◆ Brano proposto ◆
******************************
Per Totò i caporali, in fondo, sono il potere, qualunque potere. C’è un fondo poeticamente anarchico nel Principe detentore, secondo una sentenza del Tribunale di Napoli del luglio 1945, dei titoli di altezza imperiale, cavaliere del Sacro Romano Impero, esarca di Ravenna, conte e duca di Drivasto e di Durazzo.

L’anarchia del clown o del cartone animato. E proprio essere un cartone animato era il maximum delle aspirazioni di Totò.

Lui era lieve, in effetti. La sua comicità, figlia della fatica di esibire un corpo spigoloso e degli spettacoli recitati con in prima fila i feriti di guerra, era sempre ispirata a una profonda, inusuale, leggerezza.

Totò ha sofferto, «ha fatto la guerra con la vita». Dalla nascita, figlio del grembo di una ragazza di 16 anni abbandonata dall’uomo, un marchese spiantato, che l’aveva messa incinta, ai primi anni in uno dei bassi del rione sanità. E poi le difficoltà scolastiche, il tentativo di fuga nel sacerdozio o nella marina. Fino alla scelta di farsi attore, con la sua faccia a punta e il suo corpo segaligno.

In Totò la sofferenza, la fatica, la malinconia si vedevano tutte, sempre. E questo rendeva la sua comicità, veloce ed esplosiva, ancora più particolare, ancora più inimitabile. La storia gli è caduta addosso, con il suo rumore fragoroso e i suoi ingombranti calcinacci. La guerra, la prima, quando era un adolescente, il fascismo, la dittatura, poi il secondo conflitto, quando era un uomo adulto. In mezzo la costruzione di una maschera tanto forte da diventare eterna, moderno Pulcinella, moderno Arlecchino.

Totò ha attraversato la storia raccontandola, ma senza schierarsi. Se non dalla pare degli uomini, sempre. Contro i caporali, sempre. Che fossero i gerarchi fascisti, tronfi e corrotti, che sbeffeggiava nei suoi spettacoli teatrali. Gentile riporta nel suo volume l’esilarante trascrizione della intercettazione telefonica di una conversazione su Totò, reo di aver preso per i fondelli l’introduzione del «voi» come obbligatorio. «Se tornasse Galileo Galivoi» aveva celiato l’attore, definito dal Duce: «Quel pagliaccio di Totò».

Ma Totò fu deluso anche dalla nuova democrazia che gli sembrava, nei comportamenti e nelle persone, non molto diversa dal tempo precedente. Forse anche perché erano gli stessi «caporali» di prima, nell’Italia democristiana del dopoguerra, a censurare con dei vistosi segni rossi e blu i suoi testi teatrali.

L’onorevole Cosimo Trombetta, vittima dei lazzi di Totò nella mitica scena del Wagon Lit, è l’incarnazione del nuovo potere che a Totò non piaceva. Anche loro gli sembravano dei caporali.
******************************
[Schede dei contorni di regioni con nome]
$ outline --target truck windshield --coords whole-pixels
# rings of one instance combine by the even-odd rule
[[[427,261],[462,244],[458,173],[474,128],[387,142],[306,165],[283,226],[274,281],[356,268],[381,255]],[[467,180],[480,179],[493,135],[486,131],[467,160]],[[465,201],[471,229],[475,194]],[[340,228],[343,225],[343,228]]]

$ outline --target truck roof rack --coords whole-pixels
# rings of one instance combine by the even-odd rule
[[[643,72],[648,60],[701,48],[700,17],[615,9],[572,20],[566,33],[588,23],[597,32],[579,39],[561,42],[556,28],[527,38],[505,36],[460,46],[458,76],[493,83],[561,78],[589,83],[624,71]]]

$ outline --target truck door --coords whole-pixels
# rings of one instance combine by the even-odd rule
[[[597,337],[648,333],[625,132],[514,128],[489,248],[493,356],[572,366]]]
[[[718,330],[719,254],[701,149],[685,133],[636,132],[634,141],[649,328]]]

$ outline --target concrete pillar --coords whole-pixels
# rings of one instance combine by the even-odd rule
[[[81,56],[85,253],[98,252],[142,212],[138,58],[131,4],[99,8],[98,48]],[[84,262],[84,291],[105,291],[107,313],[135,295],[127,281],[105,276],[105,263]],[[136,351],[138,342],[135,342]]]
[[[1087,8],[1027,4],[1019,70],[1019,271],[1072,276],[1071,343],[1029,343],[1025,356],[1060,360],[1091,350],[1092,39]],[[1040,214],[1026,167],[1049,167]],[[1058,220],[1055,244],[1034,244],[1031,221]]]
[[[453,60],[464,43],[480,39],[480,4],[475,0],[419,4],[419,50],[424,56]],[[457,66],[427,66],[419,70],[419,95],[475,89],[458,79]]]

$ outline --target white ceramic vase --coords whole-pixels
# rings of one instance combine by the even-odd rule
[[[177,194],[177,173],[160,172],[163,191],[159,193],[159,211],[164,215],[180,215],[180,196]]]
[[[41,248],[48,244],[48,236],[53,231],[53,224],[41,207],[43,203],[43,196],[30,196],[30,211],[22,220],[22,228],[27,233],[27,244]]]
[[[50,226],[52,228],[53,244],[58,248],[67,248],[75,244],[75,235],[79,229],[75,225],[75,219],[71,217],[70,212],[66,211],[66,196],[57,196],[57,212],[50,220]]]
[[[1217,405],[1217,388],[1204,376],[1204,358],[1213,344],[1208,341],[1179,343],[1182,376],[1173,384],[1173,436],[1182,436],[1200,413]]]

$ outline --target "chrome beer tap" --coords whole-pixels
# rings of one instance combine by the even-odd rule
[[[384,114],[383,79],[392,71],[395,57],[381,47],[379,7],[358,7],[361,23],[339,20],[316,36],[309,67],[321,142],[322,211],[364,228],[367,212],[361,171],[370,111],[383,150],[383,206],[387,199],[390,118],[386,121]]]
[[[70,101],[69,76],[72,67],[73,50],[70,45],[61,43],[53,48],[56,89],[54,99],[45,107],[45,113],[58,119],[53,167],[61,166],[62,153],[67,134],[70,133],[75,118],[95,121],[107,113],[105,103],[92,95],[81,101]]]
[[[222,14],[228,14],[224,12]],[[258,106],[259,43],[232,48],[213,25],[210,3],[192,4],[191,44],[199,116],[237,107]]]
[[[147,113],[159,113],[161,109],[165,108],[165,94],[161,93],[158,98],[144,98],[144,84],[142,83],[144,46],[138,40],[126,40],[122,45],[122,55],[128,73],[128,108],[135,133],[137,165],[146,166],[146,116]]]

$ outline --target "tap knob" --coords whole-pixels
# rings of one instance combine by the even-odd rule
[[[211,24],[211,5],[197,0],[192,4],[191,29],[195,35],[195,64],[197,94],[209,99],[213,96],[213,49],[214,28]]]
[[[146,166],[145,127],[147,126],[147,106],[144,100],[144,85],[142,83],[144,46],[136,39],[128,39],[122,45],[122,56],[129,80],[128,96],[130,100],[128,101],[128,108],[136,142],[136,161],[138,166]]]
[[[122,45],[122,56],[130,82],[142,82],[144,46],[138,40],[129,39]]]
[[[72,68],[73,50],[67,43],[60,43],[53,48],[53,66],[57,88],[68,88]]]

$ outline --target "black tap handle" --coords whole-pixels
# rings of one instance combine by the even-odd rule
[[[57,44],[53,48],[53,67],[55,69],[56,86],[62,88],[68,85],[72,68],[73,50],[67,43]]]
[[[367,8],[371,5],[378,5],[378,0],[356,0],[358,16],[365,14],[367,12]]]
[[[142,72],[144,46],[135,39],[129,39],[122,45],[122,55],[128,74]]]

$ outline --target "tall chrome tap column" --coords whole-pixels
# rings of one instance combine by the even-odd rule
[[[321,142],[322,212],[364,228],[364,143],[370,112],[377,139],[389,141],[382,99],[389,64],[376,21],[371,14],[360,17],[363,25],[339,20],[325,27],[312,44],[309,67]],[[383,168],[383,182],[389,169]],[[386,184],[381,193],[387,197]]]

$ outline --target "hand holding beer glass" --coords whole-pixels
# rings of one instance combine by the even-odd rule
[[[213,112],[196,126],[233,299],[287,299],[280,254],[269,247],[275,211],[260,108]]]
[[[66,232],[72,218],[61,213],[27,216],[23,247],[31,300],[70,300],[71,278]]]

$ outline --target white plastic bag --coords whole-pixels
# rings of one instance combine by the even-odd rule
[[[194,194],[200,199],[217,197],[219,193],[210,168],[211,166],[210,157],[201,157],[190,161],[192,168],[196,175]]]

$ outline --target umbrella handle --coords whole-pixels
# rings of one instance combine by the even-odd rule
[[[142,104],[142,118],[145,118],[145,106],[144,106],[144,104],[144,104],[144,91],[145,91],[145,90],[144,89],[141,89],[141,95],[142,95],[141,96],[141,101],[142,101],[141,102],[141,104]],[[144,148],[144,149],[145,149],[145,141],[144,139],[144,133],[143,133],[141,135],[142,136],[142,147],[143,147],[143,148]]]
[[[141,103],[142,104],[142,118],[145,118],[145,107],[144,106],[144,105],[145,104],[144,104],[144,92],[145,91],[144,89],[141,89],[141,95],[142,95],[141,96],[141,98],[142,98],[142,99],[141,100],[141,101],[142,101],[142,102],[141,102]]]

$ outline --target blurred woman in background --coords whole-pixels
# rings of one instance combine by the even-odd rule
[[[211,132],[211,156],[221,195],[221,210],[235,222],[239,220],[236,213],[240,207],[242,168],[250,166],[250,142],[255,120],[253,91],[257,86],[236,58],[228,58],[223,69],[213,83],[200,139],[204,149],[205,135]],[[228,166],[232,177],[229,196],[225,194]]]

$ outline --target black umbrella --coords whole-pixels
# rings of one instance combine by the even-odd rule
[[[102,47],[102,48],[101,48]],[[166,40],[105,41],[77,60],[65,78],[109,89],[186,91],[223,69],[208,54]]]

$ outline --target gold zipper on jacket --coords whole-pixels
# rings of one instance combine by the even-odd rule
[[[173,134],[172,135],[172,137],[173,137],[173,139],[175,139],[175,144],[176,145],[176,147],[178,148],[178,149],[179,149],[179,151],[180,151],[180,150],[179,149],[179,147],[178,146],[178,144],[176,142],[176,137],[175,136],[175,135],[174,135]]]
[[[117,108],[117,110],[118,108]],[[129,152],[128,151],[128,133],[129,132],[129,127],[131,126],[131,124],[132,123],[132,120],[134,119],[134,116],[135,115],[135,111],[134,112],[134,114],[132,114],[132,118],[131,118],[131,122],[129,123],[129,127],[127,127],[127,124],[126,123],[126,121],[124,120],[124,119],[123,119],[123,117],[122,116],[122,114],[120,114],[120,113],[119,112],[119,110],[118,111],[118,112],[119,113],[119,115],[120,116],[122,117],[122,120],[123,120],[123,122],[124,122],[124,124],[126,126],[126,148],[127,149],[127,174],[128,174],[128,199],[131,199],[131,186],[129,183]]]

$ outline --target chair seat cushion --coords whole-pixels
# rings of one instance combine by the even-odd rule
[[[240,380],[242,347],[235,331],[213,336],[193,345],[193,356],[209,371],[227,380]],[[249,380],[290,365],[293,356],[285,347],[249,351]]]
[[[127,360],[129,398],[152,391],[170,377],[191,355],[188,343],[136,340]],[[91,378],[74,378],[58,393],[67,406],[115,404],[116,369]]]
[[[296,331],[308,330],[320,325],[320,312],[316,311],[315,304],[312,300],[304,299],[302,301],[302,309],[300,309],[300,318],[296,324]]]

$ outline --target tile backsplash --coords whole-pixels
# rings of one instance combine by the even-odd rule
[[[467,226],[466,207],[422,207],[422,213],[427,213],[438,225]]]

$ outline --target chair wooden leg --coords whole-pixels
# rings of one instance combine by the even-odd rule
******************************
◆ Consegne esercizio ◆
**A.** Rispondi a queste domande sul brano su Totò:
(i) Quanti anni aveva la madre di Totò quando lui nacque?
(ii) Con quali parole il Duce definì Totò?
(iii) Chi è indicato come l'incarnazione del nuovo potere che a Totò non piaceva?
**B.** Estrai dal brano su Totò il passo compreso tra "Ma Totò fu deluso" e "sembravano dei caporali.", estremi inclusi.
L'elenco non serve per svolgere l'esercizio.

◆ Risposte fornite ◆
**A.**
(i) 16 anni.
(ii) «Quel pagliaccio di Totò».
(iii) L'onorevole Cosimo Trombetta.

**B.**
Ma Totò fu deluso anche dalla nuova democrazia che gli sembrava, nei comportamenti e nelle persone, non molto diversa dal tempo precedente. Forse anche perché erano gli stessi «caporali» di prima, nell’Italia democristiana del dopoguerra, a censurare con dei vistosi segni rossi e blu i suoi testi teatrali.

L’onorevole Cosimo Trombetta, vittima dei lazzi di Totò nella mitica scena del Wagon Lit, è l’incarnazione del nuovo potere che a Totò non piaceva. Anche loro gli sembravano dei caporali.